# Отрывок:
........

Речи — страница 112 из 186

{1 ολίγαι σνλλαβαί cf с. Iсаг. . 1 § 5, т. I, стр. 101.}

{2 См. т. I стр. 149 след.. примеч.}

{3 Срв. orat. XLI ad Timocr., § 16, vol. III pg. 302, 14.}

9. Откуда же, далее, пища у них? Чечевица в кувшинах и малая доля овощей и еще что либо сверх того, что, они говорят, бывает в количестве далеко недостаточном. Необходимо, чтобы жены, сестры, дочери, пропитание коим давали они, пока не были заключены, те самые кормили теперь их. Из каких средств, государь? Ведь от заключения их женщинам нельзя стать богаче. Остается, некрасивым или удрученным старостью попрошайничать, а у кого есть сколько либо красоты, на все пускаться. А это заключенным горше самого заключения. Им приходится, конечно, спрашивать и узнавать, откуда у них этот добыток. 10. И не это одно, но и то, что должно от каждого поступать хозяину двери, который поставляет всем один светильник, и за это малое количество масла требует крупного вознаграждения. А кто по бедности не внесет, тотчас попадает под удары, хотя бы, будучи избиваем, твердил: «У меня, владыка этой тюрьмы и заключенных в ней, кроме этого тела, нет ничего: ни родителей, ни детей, ни друзей. Откуда же мне тогда уплатить за светильник, разве уж мог бы я исторгнуть деньги из земли, и нет никого, кто бы принес?» Так сказав, он слышит: «Почему при посредстве тех, кто отсюда выходить, не вызываешь ты сюда женщину из тех, что соревнуют в человеколюбии, затем, припав к её коленам, не уговариваешь ее собрать тебе что нибудь милостыней?» Это иной может сделать, другой нет. А от кого нельзя получить, того достаточно бичевать. 11. Ты плачешь, государь. Да будет тебе много благ за чрезмерную доброту, и я, клянусь Зевсом и всеми богами, ожидал увидать это. Но как ни страшна описанная доля, есть нечто больше, если значительнее того, что я сказал, смерть. Умирают, государь, умирают тысячами и от прочих неудобств, и от самого большего, тесноты. И страж докладывает, а правитель, ничуть не тревожась, велит хоронить. А тому, кто с самого начала обвинил его, нет никакого страха и даже не узнает он, не умер ли тот. Умирают при этих условиях рабы наравне с свободными, одни ни в чем не провинившееся, другие, смерти не заслужив. И боги знают это, как прочие, так и всевидящий Гелиос. Не скажешь, чтобы им было угодно подобное. На смену умирающим ведут в заключение новые жертвы, не меньше, а то и больше. [5]

{4 αωμάτων. Cf. с. Tisam., § 41. Τ. I, стр. 149. сноски нет в тексте}

{5 Срв. т. I, стр. 98, примеч.}

12. Итак разве не возмутительно, что, если кто либо в драке на площади, как зачинщик, или для самозащиты, убьет кого либо, все гневаются и кричат и поступают одинаково с родственниками умершего посторонние люди, а когда столько людей губят темницами правители, думают, ты отнесешься к этому кротко? Но даже если бы кто сказал, что ты ничего из этого не знаешь, показалось бы, что он говорит неладно. В самом деле, царская власть ставит тебе требование, государь, знать все. И этим убийцам давно бы следовало подвергнуться возмездию за эти смерти, но если не раньше, то теперь, по крайней мере, пусть будет на это обращено внимание.

........

# Перечень записей:

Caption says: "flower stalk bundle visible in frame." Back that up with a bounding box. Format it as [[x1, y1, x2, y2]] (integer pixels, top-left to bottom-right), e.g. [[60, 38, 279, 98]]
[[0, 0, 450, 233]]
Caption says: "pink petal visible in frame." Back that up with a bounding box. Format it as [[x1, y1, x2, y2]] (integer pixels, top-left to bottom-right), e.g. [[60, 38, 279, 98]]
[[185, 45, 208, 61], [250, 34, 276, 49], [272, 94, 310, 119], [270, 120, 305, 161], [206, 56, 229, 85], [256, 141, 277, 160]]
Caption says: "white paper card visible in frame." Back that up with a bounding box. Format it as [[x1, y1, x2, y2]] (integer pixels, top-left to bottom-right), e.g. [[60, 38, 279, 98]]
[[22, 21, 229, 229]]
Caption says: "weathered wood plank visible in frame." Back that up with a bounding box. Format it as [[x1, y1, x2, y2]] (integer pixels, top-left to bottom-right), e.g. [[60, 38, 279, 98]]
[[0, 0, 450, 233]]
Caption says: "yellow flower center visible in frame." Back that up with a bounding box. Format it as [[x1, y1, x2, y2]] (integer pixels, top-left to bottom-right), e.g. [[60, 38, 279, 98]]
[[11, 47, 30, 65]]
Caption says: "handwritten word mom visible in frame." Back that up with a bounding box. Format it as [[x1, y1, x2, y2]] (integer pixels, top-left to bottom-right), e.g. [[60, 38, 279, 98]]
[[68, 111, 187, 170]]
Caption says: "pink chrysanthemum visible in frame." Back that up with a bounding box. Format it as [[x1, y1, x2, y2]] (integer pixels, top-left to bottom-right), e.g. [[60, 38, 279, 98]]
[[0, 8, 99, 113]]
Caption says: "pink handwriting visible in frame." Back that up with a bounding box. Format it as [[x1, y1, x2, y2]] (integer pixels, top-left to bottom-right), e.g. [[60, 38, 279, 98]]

........

# Описание задачи:
Согласуются ли с отрывком о заключенных следующие утверждения? На каждое ответьте «да» или «нет» и приведите решающие слова отрывка в кавычках, без изменений.
1. Хозяин двери поставляет всем заключенным один светильник.
2. Получив доклад о смерти заключенного, правитель встревожен.
3. В этих условиях умирают одни рабы.

# Ответ:
1. Да: «который поставляет всем один светильник».
2. Нет: «а правитель, ничуть не тревожась, велит хоронить».
3. Нет: «Умирают при этих условиях рабы наравне с свободными».